DATA FOR THE TASK:
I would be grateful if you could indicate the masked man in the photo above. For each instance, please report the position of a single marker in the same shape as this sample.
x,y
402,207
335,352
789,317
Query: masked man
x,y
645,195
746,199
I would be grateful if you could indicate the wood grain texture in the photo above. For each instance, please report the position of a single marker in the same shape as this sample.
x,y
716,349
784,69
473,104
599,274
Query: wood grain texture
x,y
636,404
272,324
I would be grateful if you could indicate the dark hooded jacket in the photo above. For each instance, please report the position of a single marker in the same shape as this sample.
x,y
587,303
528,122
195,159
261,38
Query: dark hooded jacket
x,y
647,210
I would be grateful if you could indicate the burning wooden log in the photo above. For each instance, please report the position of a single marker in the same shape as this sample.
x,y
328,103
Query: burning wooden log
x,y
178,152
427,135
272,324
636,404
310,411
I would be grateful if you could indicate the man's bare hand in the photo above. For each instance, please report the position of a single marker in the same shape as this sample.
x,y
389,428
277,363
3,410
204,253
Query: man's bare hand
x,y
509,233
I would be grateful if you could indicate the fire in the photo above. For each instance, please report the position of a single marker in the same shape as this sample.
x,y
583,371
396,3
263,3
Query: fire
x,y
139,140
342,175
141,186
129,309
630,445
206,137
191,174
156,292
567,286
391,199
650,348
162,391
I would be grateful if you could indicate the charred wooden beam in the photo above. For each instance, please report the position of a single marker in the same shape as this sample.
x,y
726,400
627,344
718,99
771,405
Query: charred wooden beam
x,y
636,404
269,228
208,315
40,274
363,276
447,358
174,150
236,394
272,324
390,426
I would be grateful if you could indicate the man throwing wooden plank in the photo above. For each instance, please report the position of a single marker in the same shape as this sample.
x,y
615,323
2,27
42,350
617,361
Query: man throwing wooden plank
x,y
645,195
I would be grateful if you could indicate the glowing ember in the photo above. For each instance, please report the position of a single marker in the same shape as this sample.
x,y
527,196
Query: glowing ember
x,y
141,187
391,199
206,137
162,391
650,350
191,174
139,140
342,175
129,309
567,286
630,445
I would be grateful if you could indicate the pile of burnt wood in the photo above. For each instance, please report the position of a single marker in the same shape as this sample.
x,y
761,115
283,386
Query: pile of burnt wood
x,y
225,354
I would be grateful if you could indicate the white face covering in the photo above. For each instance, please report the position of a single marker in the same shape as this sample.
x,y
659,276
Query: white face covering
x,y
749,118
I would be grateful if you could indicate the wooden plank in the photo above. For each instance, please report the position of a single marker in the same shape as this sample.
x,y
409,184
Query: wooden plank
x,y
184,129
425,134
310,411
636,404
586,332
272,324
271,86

PROBLEM TO WORK ON: The entire listing is to be retyped exactly.

SOLUTION FOR THIS TASK:
I would be grateful if you could indicate the masked man in the photo above. For each instance, please report the position of a single marker in the same shape as this sample.
x,y
402,207
335,352
789,317
Query: masked man
x,y
645,195
746,199
I would be grateful if you could indicate the wood grain texture in the photo above. For each instance, please report the position of a single marker in the same shape as this sample.
x,y
716,349
784,69
473,104
599,274
Query: wood grain texture
x,y
636,404
272,324
I would be grateful if you could indicate the dark hooded jacket in the photo above. For each instance, please report the position of a single marker in the same shape as this sample.
x,y
587,303
528,122
195,159
261,38
Query: dark hooded jacket
x,y
647,210
I would be grateful if you could indicate the burning wooden log in the photo above. For each instance, please report the position of a single marker in the same shape as this sample.
x,y
328,103
Query: burning wooden log
x,y
178,152
427,135
272,324
636,404
310,411
I would be grateful if you could indicate the man's bare hand in the photo above. For each instance, please report the position of a single marker in the same shape as this sample.
x,y
389,428
277,363
3,410
204,253
Query: man's bare hand
x,y
509,233
I would be grateful if you could indicate the fire in the photo above. For each instance, please report the position of a single marker in the same shape as this sample.
x,y
583,371
396,3
263,3
Query: fire
x,y
139,140
342,175
141,186
129,309
630,445
206,137
191,174
156,292
567,286
391,199
650,348
162,391
I would be grateful if you could indicate the charred wooden beam in the photo above. For each instance, please report the position of a single marker in the same shape as this sample.
x,y
726,400
627,344
718,99
771,405
Query: charred wooden beam
x,y
636,404
269,228
208,315
40,274
363,276
447,358
174,150
236,394
272,324
390,426
I would be grateful if you could indicate the man throwing wooden plank in the photo above. For each instance, please report the position of a single marker in the same shape as this sample.
x,y
615,323
2,27
42,350
617,361
Query: man throwing wooden plank
x,y
645,195
I would be grateful if you could indicate the glowing ember in the photo above. For each instance, please report the position of a single marker in the same shape as this sample.
x,y
527,196
Query: glowing ember
x,y
141,187
391,199
206,137
162,391
650,350
191,174
139,140
342,175
129,309
567,286
630,445
I would be grateful if you could indicate the pile of burnt wood in the photo above. For each instance, please report the position of a single marker in the same shape as this sample.
x,y
761,115
283,386
Query: pile of burnt wood
x,y
225,354
I would be grateful if you could indicate the white face covering in the photo above. For each instance, please report the position of a single marker in the same shape as this sample.
x,y
659,276
Query: white face covering
x,y
749,118
I would be grateful if you could indicate the wooden plank in the photo above. For each instance, please report the position of a single marker in the same shape as this sample.
x,y
409,184
Query: wooden plank
x,y
184,129
425,134
310,411
636,404
586,332
272,324
271,86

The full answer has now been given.